● Exercise description:
How many lines of the entries below contain the string "epaulette"? State the number alone.

——————

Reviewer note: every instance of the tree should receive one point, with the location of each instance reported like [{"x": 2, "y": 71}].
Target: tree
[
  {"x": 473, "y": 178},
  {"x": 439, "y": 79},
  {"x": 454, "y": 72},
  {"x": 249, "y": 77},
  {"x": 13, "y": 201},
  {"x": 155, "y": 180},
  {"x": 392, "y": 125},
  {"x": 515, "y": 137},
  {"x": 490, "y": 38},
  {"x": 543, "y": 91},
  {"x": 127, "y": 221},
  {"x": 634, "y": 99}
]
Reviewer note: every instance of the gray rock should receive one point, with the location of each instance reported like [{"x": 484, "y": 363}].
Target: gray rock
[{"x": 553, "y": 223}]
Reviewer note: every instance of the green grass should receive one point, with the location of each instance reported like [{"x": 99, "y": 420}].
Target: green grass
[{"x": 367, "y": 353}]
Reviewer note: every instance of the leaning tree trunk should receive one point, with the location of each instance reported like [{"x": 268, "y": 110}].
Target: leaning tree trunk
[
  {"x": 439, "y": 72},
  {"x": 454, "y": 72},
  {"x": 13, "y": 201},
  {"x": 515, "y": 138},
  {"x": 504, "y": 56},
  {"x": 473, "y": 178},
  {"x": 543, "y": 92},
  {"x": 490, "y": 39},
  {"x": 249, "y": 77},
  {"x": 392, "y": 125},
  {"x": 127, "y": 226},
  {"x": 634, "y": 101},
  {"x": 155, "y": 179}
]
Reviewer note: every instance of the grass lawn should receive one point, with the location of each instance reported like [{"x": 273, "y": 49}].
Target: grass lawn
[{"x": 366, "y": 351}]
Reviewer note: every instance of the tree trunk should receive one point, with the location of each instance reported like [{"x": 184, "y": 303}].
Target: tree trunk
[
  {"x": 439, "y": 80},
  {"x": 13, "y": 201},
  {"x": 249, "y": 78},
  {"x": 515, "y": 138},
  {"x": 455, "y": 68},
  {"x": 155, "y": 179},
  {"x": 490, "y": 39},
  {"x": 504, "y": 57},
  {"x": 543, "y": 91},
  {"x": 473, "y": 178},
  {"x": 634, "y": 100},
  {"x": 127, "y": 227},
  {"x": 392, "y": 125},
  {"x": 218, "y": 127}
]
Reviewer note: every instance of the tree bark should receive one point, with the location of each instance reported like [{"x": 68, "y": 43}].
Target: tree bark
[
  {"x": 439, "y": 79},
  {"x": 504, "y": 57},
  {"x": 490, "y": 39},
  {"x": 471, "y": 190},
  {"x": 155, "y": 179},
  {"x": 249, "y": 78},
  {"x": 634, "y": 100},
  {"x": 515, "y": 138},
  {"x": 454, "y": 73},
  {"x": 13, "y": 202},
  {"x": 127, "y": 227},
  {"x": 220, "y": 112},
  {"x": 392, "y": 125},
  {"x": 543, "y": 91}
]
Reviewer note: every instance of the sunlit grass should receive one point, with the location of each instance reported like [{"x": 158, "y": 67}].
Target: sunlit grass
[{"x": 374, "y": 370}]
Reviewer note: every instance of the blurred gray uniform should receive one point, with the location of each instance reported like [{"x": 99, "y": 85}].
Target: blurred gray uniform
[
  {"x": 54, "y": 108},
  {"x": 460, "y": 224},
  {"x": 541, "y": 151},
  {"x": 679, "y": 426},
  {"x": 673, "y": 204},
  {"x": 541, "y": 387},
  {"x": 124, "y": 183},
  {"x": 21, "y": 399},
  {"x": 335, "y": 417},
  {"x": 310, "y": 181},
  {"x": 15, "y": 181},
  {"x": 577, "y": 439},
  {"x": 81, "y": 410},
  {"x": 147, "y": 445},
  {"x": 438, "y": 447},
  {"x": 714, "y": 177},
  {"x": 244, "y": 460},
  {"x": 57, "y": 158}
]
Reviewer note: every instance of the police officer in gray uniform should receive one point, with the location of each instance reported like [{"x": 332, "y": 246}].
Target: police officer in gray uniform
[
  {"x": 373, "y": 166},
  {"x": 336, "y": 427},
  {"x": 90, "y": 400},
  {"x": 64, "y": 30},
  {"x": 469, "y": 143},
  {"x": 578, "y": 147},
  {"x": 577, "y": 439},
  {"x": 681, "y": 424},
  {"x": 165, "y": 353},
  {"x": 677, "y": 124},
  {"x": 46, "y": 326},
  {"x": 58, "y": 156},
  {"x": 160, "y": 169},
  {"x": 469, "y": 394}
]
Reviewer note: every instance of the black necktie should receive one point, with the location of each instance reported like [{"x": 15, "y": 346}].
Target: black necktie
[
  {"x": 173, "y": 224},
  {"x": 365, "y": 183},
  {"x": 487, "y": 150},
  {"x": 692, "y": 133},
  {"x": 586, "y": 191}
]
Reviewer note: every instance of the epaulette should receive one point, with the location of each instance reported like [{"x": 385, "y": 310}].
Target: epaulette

——————

● Solution to this task:
2